■ INSTRUCTIONS TO FOLLOW ■
Please copy out every line of the listing that contains the string "sneaker".
## BEGIN DATA ROWS
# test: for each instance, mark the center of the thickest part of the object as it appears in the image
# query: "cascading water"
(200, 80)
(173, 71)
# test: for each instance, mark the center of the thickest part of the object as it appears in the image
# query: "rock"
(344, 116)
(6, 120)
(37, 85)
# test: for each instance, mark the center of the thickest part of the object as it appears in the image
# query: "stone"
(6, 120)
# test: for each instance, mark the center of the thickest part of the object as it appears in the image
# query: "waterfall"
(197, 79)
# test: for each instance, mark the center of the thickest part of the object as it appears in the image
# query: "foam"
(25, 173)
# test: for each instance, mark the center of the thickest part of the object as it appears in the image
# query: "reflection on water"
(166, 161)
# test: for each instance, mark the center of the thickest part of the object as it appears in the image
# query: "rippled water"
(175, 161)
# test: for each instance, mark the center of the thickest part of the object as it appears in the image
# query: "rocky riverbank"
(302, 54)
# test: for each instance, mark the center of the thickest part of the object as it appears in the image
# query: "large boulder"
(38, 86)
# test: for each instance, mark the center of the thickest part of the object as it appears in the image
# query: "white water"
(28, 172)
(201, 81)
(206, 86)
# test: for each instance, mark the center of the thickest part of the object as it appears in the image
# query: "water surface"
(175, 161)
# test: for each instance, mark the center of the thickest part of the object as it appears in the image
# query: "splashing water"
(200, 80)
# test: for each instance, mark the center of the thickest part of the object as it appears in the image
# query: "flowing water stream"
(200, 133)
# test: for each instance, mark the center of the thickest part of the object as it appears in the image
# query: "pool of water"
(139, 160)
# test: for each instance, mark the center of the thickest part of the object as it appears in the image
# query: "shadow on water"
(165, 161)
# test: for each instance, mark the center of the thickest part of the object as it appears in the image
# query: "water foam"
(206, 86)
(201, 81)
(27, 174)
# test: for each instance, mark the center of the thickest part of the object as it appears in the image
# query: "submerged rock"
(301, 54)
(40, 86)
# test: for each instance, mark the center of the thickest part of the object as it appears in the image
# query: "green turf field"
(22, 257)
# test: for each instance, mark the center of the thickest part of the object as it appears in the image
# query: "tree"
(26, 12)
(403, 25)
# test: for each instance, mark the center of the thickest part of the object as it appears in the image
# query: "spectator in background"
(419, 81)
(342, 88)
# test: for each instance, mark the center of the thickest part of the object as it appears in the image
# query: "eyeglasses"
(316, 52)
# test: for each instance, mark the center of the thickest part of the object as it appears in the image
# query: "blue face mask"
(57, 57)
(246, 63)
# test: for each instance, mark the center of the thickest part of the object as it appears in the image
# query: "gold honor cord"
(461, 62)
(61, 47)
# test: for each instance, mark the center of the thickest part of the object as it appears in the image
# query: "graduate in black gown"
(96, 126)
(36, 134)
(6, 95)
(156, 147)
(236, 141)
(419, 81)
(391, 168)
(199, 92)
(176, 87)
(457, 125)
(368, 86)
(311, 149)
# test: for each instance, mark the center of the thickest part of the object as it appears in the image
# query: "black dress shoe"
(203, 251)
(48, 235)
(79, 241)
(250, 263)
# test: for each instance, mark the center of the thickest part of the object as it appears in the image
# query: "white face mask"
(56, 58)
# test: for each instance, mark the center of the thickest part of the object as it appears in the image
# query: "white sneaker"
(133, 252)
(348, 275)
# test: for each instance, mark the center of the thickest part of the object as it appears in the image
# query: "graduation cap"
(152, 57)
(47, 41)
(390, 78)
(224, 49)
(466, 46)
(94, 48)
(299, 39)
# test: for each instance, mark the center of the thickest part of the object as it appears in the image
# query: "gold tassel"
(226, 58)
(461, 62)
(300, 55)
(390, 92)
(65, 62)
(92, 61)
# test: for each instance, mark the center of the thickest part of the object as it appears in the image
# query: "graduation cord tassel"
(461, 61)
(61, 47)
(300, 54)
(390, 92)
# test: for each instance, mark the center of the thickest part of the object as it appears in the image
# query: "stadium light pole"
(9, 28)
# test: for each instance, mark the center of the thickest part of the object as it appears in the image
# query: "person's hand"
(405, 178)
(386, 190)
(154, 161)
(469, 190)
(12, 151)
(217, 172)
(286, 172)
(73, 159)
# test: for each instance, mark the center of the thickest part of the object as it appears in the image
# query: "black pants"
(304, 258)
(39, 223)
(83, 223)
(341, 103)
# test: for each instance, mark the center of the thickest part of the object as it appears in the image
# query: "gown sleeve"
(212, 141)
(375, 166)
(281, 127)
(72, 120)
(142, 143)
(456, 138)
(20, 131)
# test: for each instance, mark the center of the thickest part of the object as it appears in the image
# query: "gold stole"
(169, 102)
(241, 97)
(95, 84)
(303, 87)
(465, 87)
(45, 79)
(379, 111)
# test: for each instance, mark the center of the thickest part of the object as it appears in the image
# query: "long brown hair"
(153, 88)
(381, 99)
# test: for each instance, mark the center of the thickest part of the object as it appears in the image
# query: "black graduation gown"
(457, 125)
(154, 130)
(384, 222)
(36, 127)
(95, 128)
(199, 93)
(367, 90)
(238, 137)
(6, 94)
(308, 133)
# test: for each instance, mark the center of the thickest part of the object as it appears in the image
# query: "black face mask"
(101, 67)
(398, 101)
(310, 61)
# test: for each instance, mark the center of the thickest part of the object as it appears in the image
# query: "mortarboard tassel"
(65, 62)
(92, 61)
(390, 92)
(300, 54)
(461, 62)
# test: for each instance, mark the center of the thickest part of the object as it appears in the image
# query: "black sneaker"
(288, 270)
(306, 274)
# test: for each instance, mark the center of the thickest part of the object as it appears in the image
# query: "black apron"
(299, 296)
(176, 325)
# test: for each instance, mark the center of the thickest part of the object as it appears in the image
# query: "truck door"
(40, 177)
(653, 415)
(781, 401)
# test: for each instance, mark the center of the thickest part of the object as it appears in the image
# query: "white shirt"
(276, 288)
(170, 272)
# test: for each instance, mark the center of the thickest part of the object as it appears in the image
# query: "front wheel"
## END DATA ROWS
■ ANSWER TO THE EXERCISE ■
# query: "white sneaker"
# query: "black sneaker"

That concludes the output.